[Labeled-object pointing entries]

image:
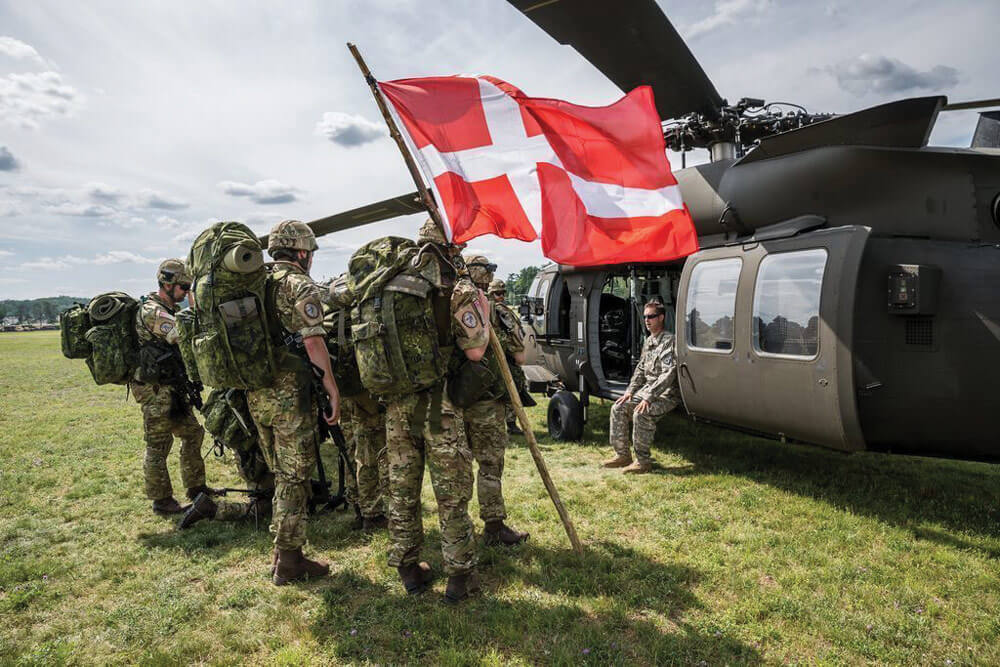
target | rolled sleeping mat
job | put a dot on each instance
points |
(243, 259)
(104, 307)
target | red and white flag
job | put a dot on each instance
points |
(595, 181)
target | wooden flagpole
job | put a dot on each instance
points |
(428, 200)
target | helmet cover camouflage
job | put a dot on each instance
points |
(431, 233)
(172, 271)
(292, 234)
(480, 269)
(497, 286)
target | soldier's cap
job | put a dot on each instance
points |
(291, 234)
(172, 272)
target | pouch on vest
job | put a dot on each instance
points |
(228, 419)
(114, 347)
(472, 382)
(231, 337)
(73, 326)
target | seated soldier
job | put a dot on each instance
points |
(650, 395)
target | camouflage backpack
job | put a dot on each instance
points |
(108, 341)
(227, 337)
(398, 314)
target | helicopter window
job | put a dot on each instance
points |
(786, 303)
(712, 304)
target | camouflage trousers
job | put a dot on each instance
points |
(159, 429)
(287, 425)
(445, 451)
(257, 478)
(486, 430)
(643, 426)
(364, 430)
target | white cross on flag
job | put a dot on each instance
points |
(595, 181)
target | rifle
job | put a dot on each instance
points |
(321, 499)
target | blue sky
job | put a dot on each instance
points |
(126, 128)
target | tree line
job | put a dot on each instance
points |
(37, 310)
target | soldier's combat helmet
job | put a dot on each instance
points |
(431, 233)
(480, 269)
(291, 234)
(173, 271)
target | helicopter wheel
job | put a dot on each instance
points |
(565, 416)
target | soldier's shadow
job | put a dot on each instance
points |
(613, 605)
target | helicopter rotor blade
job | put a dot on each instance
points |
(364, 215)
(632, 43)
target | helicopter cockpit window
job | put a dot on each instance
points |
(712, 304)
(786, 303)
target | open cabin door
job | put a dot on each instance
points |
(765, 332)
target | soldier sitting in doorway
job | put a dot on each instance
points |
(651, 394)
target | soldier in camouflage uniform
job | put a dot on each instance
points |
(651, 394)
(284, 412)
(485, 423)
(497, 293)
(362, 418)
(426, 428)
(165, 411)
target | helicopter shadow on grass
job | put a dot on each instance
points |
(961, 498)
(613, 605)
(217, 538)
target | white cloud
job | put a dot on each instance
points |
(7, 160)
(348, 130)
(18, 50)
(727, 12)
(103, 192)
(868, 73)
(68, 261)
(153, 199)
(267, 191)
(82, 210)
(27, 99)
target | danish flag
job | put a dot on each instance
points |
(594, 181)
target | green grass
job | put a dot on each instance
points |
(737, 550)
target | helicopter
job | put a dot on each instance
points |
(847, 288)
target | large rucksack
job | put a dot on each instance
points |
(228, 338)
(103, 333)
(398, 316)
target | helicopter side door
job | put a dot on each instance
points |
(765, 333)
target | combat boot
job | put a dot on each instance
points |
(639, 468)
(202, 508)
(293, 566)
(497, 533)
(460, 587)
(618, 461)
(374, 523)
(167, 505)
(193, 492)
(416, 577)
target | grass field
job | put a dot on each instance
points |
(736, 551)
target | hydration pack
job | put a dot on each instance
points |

[Job] Copy all of the entries above word for word, leaving out the pictures.

[Result of the task]
image:
target | rolled sleeping mat
job | put a dot on each instance
points |
(243, 259)
(104, 307)
target | red and white flag
job | put a dot on each instance
points |
(595, 181)
target | wooden flagpole
job | put a dot on each instance
points |
(428, 200)
target | helmet cover camouflage
job | put a dot on each instance
points |
(431, 233)
(172, 271)
(292, 234)
(480, 269)
(497, 286)
target | soldier's cap
job | put a dot on each instance
points |
(291, 234)
(172, 272)
target | pouch on vest
job | put a dot on each instance
points |
(228, 419)
(114, 347)
(472, 382)
(231, 337)
(73, 326)
target | seated soldier
job | put a dot on each instance
points |
(650, 395)
target | camouflage backpack
job | put a dot on each instance
points |
(108, 341)
(227, 337)
(398, 314)
target | helicopter window
job | put a dot on each instance
points |
(786, 303)
(712, 304)
target | camouflage trousers
job | put a dot on each instance
points |
(159, 429)
(287, 425)
(445, 451)
(257, 478)
(486, 430)
(643, 426)
(364, 430)
target | white cross on flag
job | put a dot on each instance
points |
(595, 181)
target | rifle
job | put a dot on each instance
points |
(321, 499)
target | blue sky
job | put a dot on each instance
points |
(126, 128)
target | tree line
job | put a dot on each instance
points |
(37, 310)
target | soldier's combat helmet
job | put a dot on each instance
points |
(431, 233)
(480, 269)
(291, 234)
(173, 271)
target | helicopter wheel
job | put a dot on each instance
points |
(565, 416)
target | soldier's shadow
job | put a dot on each instance
points |
(613, 605)
target | helicopter rotor blade
job | put a dot on each instance
points |
(364, 215)
(632, 43)
target | helicopter cockpit window
job | put a dot on each instance
points |
(712, 304)
(786, 303)
target | open cabin door
job | put a dot on each instance
points |
(765, 332)
target | soldier sitting in doorway
job | put a dot on each instance
points |
(651, 394)
target | soldier in camouflage uniform
job | put a dot on each instance
points |
(651, 394)
(284, 412)
(485, 423)
(497, 293)
(362, 418)
(426, 428)
(165, 411)
target | helicopter shadow on grass
job | put a dot on each instance
points |
(961, 498)
(613, 605)
(217, 538)
target | white cloud
job | put a dot on each instance
points |
(7, 160)
(348, 130)
(18, 50)
(727, 12)
(103, 192)
(868, 73)
(68, 261)
(153, 199)
(267, 191)
(82, 210)
(27, 99)
target | danish flag
job | put a dot on each instance
points |
(594, 181)
target | green grass
job | put a dot on each instance
points |
(737, 550)
target | helicopter
job | put a dot on each instance
points |
(847, 288)
target | large rucksack
job | put a dot on each instance
points |
(228, 338)
(103, 333)
(398, 316)
target | helicopter side door
job | put a dot on each instance
points |
(765, 333)
target | combat boot
job | put a dot on each instance
points |
(639, 468)
(202, 508)
(293, 566)
(497, 533)
(460, 587)
(618, 461)
(374, 523)
(167, 505)
(193, 492)
(416, 577)
target | grass field
job | put a dot on each instance
points |
(736, 551)
target | hydration pack
job | put a dot on each instance
points |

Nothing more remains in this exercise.